▶ _EXERCISE OBJECTIVE_
Copy out every line of the listing below verbatim, omitting the pictures.

◆ ◆ ◆ ◆ ◆

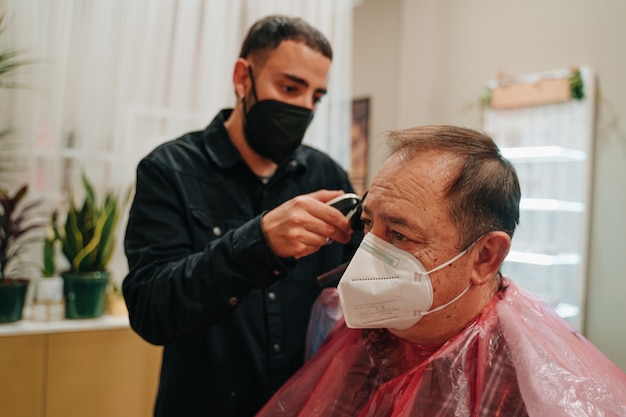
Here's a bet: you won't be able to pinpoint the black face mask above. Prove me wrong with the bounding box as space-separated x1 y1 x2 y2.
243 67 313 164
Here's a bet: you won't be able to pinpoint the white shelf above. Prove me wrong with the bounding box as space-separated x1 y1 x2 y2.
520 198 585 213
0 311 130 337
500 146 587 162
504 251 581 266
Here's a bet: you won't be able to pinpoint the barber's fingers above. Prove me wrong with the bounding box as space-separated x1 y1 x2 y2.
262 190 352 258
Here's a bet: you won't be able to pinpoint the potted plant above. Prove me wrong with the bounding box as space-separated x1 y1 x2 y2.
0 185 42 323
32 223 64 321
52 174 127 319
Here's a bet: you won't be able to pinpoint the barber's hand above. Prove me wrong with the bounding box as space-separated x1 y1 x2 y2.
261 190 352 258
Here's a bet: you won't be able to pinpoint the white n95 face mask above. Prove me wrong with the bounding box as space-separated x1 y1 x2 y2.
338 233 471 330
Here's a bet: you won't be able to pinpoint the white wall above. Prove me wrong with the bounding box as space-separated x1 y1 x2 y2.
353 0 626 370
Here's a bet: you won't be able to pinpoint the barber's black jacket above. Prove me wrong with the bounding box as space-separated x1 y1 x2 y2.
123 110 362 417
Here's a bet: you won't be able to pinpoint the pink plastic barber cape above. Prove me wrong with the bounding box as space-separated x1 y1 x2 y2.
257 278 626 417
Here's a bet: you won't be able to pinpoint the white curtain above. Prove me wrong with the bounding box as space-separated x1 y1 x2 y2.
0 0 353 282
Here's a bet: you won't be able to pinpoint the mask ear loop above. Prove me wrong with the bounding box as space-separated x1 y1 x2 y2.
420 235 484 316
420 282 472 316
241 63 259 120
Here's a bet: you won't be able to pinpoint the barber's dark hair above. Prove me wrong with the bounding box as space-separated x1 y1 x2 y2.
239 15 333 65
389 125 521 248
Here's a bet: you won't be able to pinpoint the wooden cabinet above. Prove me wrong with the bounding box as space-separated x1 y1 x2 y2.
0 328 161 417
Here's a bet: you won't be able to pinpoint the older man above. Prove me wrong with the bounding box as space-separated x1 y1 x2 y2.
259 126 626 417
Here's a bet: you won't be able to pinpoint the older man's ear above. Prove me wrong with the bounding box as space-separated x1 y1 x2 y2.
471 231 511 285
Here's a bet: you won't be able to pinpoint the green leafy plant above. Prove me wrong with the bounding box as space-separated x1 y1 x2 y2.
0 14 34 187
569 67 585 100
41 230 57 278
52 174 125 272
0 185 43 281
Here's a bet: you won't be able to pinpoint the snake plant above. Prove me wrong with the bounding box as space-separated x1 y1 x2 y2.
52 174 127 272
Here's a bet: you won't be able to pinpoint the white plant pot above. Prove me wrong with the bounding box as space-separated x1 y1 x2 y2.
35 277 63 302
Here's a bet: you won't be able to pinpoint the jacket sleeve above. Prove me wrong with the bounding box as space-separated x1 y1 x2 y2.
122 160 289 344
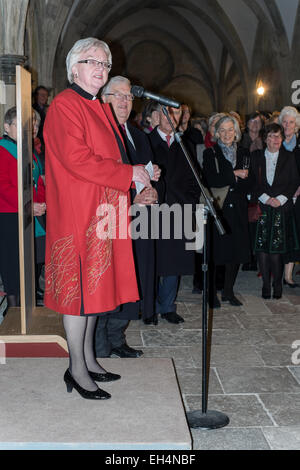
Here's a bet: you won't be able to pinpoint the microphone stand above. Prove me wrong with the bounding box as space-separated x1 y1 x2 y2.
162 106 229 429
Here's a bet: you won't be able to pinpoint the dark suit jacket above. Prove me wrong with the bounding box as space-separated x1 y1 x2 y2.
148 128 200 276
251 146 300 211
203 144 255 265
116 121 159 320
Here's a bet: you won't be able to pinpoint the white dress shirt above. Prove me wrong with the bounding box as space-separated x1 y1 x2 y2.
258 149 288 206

◆ ◆ ◆ ◆ ◆

▶ _EXERCISE RESULT_
Here's a bet: you won't be able to pinpoint the black face mask above. Prove me wrong with the bounding box as space-separated x1 y1 x2 y2.
243 67 313 164
Here's a bet: you won't be able to pinpoint the white shelf above. Prove me wrong with the bounding box as space-separated x1 y1 x2 y2.
520 198 585 213
0 311 130 337
500 146 587 162
504 251 581 266
Here's a bet: you won't be able to pinpoint the barber's fingers above. Prove me wrong with the bounding box as space-separated x1 y1 x2 y2.
262 190 352 258
Here's a bet: you won't be able to pinpoint the potted plant above. Prove me wrong with the bounding box as space-separated x1 y1 x2 y2.
0 185 42 323
32 223 64 321
52 174 127 319
Here's a bet: you won't be able to pinpoint the barber's hand above. Prove me wrong with the bounding box as space-separated x1 y1 x2 y2.
261 190 352 258
Here's a bet: you won't be able to pinpoint the white n95 face mask above. Prove me wrong with the bounding box as space-separated x1 y1 x2 y2.
338 233 471 330
Here's a bet: you won't be able to pinpoint the white wall above. Prove me wrong with the bounding box as space-separated x1 y1 x2 y2.
353 0 626 370
Here's a bet: you won't be able to pinpoint the barber's black jacket above. Prove me wrong with the bounding box as space-separated x1 y1 x2 y2.
123 110 362 417
Here's a bet: you won't be able to pinpoint the pink plastic barber cape above. Prove me wrong with the bounding box as space-separated x1 y1 x2 y2.
257 278 626 417
Here's a bet: you won't be able to pinpoint the white curtain above. Prove me wrong with the bounding box as space-separated x1 y1 x2 y2.
0 0 353 282
Here's a bet: you won't be able to pinpoint the mask ear loop above. Prove me wrong with the bounding box as space-separated x1 y1 x2 y2.
420 235 484 316
420 282 472 316
241 63 259 120
Here's a bet: you won't be able to pinpoint the barber's dark hair above. Prove me wrong with the bounding box as space-separated x1 y1 x2 y2.
239 15 333 65
389 125 521 248
Here's a bet: you won't be able to pinpoint the wooden cabinet above. Prove me wrong with the bounding box as space-separated x1 y1 x2 y2.
0 328 161 417
Here's a bet: you won't be able to pinpoint the older man above. Prove me wrong with the bounding box as space-separated x1 y1 x2 y2.
259 126 626 417
Here's a bet: you won't be able to pinpoint the older man's ear above. Prove me wrong with the bounding box as space-separated x1 y1 x2 y2.
471 231 511 285
Here's a bet: you won't be able to pinpoint the green leafy plant above. Prove me wrong with the bounding box as space-separated x1 y1 x2 y2.
0 14 34 187
569 67 585 100
41 230 57 278
52 174 125 272
0 185 43 281
Here's a bet: you won't be able to pinpoint the snake plant above. Prove me wrong with the bounding box as space-separated x1 y1 x2 y2.
52 174 127 272
Here's a bet: you won't be able to pinpoint the white plant pot above. Prove me wrong with the bounding box as space-separated x1 y1 x2 y2.
35 277 63 302
Here's a bet: you won't be able to pinpoint the jacket sleeve above. Prove me wrong with the bounding box as space-separated x1 y1 x2 y2.
122 160 289 344
Here's a bet: you won't be able to pinpoint the microphone stand above. Prove me wrong with the bounding box as space-separated x1 y1 x2 y2.
162 106 229 429
Here's a bet: you won't be able to pinpoint the dark suit jacket above. Prove me wrong with the bounding box as space-separated x1 y1 x2 y2.
148 128 200 276
251 146 300 211
203 144 255 265
116 121 159 320
Here's a bet: you won't be able to pinpoint the white dress shirt above. Prove me wrong with the bounding box as space-separated x1 y1 x2 y2.
258 149 288 206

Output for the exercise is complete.